__THE DATA__
Content starts
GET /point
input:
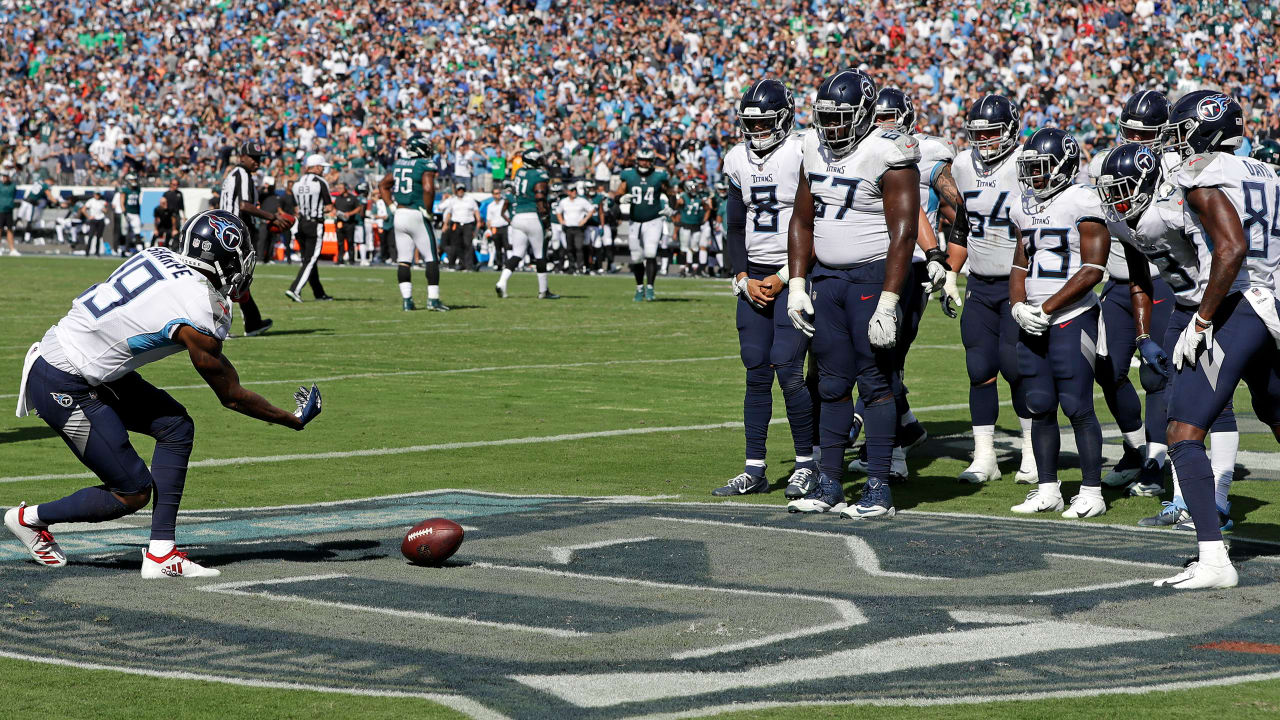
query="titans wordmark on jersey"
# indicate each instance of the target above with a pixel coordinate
(1255, 192)
(990, 192)
(1051, 237)
(1176, 250)
(131, 319)
(768, 190)
(849, 224)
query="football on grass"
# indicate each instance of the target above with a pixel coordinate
(432, 542)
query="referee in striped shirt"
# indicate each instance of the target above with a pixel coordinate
(240, 196)
(311, 194)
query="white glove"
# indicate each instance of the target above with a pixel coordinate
(937, 277)
(799, 305)
(882, 329)
(950, 297)
(1191, 342)
(1031, 318)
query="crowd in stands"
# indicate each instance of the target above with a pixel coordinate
(91, 90)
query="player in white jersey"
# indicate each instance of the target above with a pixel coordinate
(763, 173)
(1141, 468)
(1148, 215)
(1234, 333)
(1060, 258)
(854, 224)
(81, 378)
(987, 178)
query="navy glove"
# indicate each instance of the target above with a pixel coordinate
(1153, 358)
(309, 404)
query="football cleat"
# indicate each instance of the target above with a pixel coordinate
(801, 483)
(1171, 514)
(745, 483)
(266, 324)
(1041, 501)
(1125, 470)
(827, 497)
(876, 501)
(1224, 519)
(40, 542)
(174, 564)
(981, 470)
(1202, 575)
(1086, 506)
(1027, 472)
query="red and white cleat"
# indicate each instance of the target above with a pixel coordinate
(174, 564)
(39, 541)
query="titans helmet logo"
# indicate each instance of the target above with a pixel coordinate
(1212, 108)
(1146, 160)
(225, 232)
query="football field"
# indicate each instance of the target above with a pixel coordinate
(577, 442)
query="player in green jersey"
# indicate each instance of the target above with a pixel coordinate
(644, 186)
(410, 188)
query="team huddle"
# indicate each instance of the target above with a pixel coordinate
(831, 237)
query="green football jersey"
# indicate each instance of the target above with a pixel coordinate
(645, 192)
(691, 209)
(522, 186)
(407, 174)
(132, 200)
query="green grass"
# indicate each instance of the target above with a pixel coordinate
(615, 384)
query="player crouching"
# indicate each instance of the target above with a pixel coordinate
(81, 378)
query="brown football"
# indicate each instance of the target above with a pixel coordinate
(432, 542)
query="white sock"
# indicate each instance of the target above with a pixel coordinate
(1134, 440)
(1159, 452)
(31, 516)
(983, 441)
(160, 547)
(1221, 456)
(1214, 552)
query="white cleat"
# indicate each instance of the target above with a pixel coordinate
(1086, 506)
(37, 540)
(1041, 501)
(982, 470)
(1201, 575)
(1027, 472)
(174, 564)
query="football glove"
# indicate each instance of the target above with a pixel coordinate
(309, 404)
(950, 297)
(1031, 318)
(882, 331)
(937, 269)
(799, 305)
(1155, 360)
(1192, 341)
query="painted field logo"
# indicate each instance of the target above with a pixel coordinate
(580, 607)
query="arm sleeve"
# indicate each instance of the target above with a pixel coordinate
Content ends
__WORK INSTRUCTION__
Give the data above again exactly. Leave the pictures out.

__RESPONSE AREA__
GET /point
input:
query="titans wordmark on jersey"
# indicate each instance of the target above with a pixel coordinate
(1255, 192)
(990, 192)
(1051, 237)
(1176, 250)
(131, 319)
(768, 190)
(849, 224)
query="football on grass"
# indicate each instance of the target above with a pixel coordinate
(432, 542)
query="referee in striped shirt"
# indicate each instance of the target above with a pixel coordinate
(240, 196)
(311, 194)
query="white glove"
# indicate each instance of the target above with a pixel coordinate
(937, 277)
(799, 305)
(882, 329)
(950, 297)
(1191, 342)
(1031, 318)
query="crowd in stands"
# indicate each instance of the target above with a pixel coordinate
(91, 90)
query="player in white jersey"
# indicate each instance of the target above with a pixel coordinate
(763, 173)
(1141, 468)
(1148, 215)
(1234, 333)
(1060, 258)
(854, 224)
(81, 378)
(987, 178)
query="navy glove"
# indicate each instance of the target above with a pixel coordinate
(1153, 358)
(309, 404)
query="football cleat"
# indicate each instance of the target above with a pixel coordinate
(801, 483)
(1171, 514)
(745, 483)
(266, 324)
(1041, 501)
(1125, 470)
(827, 497)
(876, 501)
(1224, 519)
(40, 542)
(174, 564)
(981, 470)
(1202, 575)
(1086, 506)
(1027, 472)
query="red and white cleat"
# indicate each instance of the target above with a pixel coordinate
(174, 564)
(39, 541)
query="titans helmet logo"
# indicate each instance of the target above with a pixel coordinate
(1212, 108)
(1146, 160)
(225, 232)
query="football field"
# indicate each instance of the target above with a pixel coordinate
(577, 442)
query="player in green jersey"
# indicate each instance of the target above with a pixel coordinate
(644, 186)
(410, 188)
query="team huddle"
# indicate each instance of the target above with a pixel coordinate
(831, 237)
query="green football jersey"
# indicate each instance of the target above with a pixel coordinate
(645, 192)
(691, 209)
(522, 186)
(407, 174)
(132, 200)
query="green grass"
# indicate each instance of the target above with a pixel coordinate
(615, 384)
query="player crouching"
# indicate each instance of the target above with a pixel coordinate
(81, 378)
query="brown football"
# indicate each instance of the target above with a pixel coordinate
(432, 542)
query="white sock"
# indicate each instance of the target above with a pixel coordinate
(1134, 440)
(1159, 452)
(31, 516)
(983, 441)
(160, 547)
(1221, 456)
(1214, 552)
query="white cleat"
# indicate each instance of the target above with a pixel coordinate
(1086, 506)
(37, 540)
(1041, 501)
(982, 470)
(1201, 575)
(1027, 472)
(174, 564)
query="football glove"
# indicate each instance of the target above with a pixel coordinate
(309, 404)
(950, 297)
(1031, 318)
(882, 331)
(937, 269)
(799, 305)
(1155, 360)
(1192, 341)
query="painted field logo"
# indicate each instance of the target above with a pixel coordinate
(580, 607)
query="arm sleeve"
# indicate each instance of the target above with a pixel coordinate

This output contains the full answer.